Le sauvage : entre subversion et conservation

Une histoire des écologies (comme) alternatives

Pour déceler dans quelles interstices se développe l’éco-alternative, il est fondamental de considérer les évolutions tonitruantes des regards scientifique et politique qui ont modelé et mis en perspective critique le rapport de nos sociétés à la nature.

Comment s’est donc formé le concept rationnel d’écologie dans le contexte de l’industrialisation et de la modernité, et comment celui-ci s’est-il complexifié pour remettre aujourd’hui en question les conceptions des sciences et des politiques elles-mêmes ?

  Romantisme subversif

Dès les prémices de la modernité, on voit apparaître des visions « alternatives » à l’idéologie moderniste. [1]

Au 19ème siècle, on peut dire que la configuration du « monde moderne » tel qu’il évoluera pendant deux siècles est en place, ou au moins en marche. C’est alors qu’apparaît le romantisme littéraire et artistique qui s’est développé plus ou moins indépendamment dans de nombreux pays occidentaux. Ce style s’inscrit en opposition au classicisme en rejetant ses principes esthétiques et philosophiques : à la raison, il préfère l’émotion, à l’harmonie des structures de pensée, l’intensité des sentiments.

  Thoreau, un pionnier de l’écologie

Parmi les personnages du romantisme ayant marqué l’histoire de l’écologie, celui qui a le plus inspiré est Thoreau, écrivain naturaliste américain à l’Est à l’époque des pionniers de la conquête de l’Ouest.

Quelques enregistrements:

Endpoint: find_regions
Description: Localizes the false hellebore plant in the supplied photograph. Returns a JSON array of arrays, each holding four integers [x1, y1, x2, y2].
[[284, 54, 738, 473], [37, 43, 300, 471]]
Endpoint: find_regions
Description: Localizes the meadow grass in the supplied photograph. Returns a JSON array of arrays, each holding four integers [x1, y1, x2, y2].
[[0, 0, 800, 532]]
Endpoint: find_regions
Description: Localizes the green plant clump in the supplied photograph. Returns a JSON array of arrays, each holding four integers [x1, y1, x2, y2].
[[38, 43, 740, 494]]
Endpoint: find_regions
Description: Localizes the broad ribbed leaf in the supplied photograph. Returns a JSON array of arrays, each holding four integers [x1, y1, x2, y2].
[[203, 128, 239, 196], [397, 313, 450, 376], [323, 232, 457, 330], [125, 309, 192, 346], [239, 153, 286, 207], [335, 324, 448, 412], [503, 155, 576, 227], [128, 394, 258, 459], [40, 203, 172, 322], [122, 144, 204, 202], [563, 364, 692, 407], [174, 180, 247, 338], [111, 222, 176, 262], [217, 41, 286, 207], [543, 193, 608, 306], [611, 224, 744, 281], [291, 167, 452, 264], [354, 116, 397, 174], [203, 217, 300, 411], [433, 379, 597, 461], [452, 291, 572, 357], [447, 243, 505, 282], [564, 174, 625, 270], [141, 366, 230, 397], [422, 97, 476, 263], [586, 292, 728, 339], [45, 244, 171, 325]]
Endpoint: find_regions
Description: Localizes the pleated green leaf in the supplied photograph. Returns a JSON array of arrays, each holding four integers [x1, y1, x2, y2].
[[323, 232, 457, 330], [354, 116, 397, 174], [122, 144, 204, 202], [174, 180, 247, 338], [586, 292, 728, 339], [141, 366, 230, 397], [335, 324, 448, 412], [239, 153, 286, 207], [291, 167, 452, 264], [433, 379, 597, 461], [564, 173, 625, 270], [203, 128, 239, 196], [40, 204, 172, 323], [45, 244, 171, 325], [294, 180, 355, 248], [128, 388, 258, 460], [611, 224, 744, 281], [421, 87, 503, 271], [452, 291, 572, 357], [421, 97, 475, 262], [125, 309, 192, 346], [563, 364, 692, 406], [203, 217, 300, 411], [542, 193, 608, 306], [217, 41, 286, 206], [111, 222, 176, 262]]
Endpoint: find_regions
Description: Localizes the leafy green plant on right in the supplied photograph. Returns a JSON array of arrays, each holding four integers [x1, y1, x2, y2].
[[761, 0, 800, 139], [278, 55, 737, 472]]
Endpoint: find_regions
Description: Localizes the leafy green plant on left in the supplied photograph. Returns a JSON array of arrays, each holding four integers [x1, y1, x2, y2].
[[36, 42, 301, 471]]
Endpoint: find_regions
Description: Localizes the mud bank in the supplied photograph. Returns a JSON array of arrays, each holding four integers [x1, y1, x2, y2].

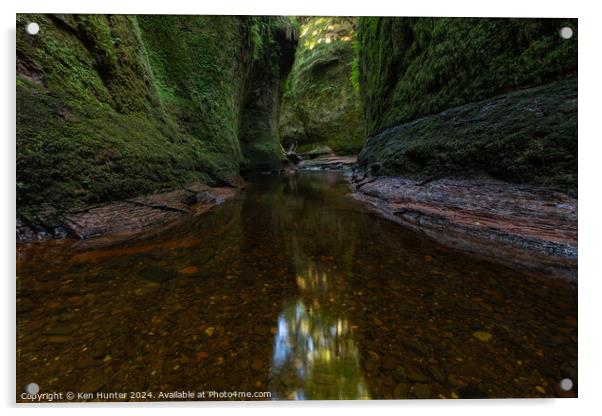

- [Consignes]
[A] D'après l'extrait sur l'histoire de l'écologie, quels éléments le romantisme rejette-t-il ou fait-il passer après autre chose ? Dressez-en la liste complète.
[B] Répondez à ces questions sur l'extrait sur l'histoire de l'écologie :
(i) À quel siècle le romantisme littéraire et artistique apparaît-il ?
(ii) Quelle est la nationalité de Thoreau ?
(iii) Quels regards ont modelé le rapport de nos sociétés à la nature ?
[C] Selon l'extrait sur l'histoire de l'écologie, pourquoi faut-il considérer les évolutions des regards scientifique et politique ?

- [Réponses]
[A]
- les principes esthétiques du classicisme
- les principes philosophiques du classicisme
- la raison
- l'harmonie des structures de pensée

[B]
(i) Au 19ème siècle.
(ii) Il est américain.
(iii) Les regards scientifique et politique.

[C] Il faut les considérer pour déceler dans quels interstices se développe l'éco-alternative. Ces évolutions ont en effet modelé le rapport de nos sociétés à la nature et l'ont mis en perspective critique.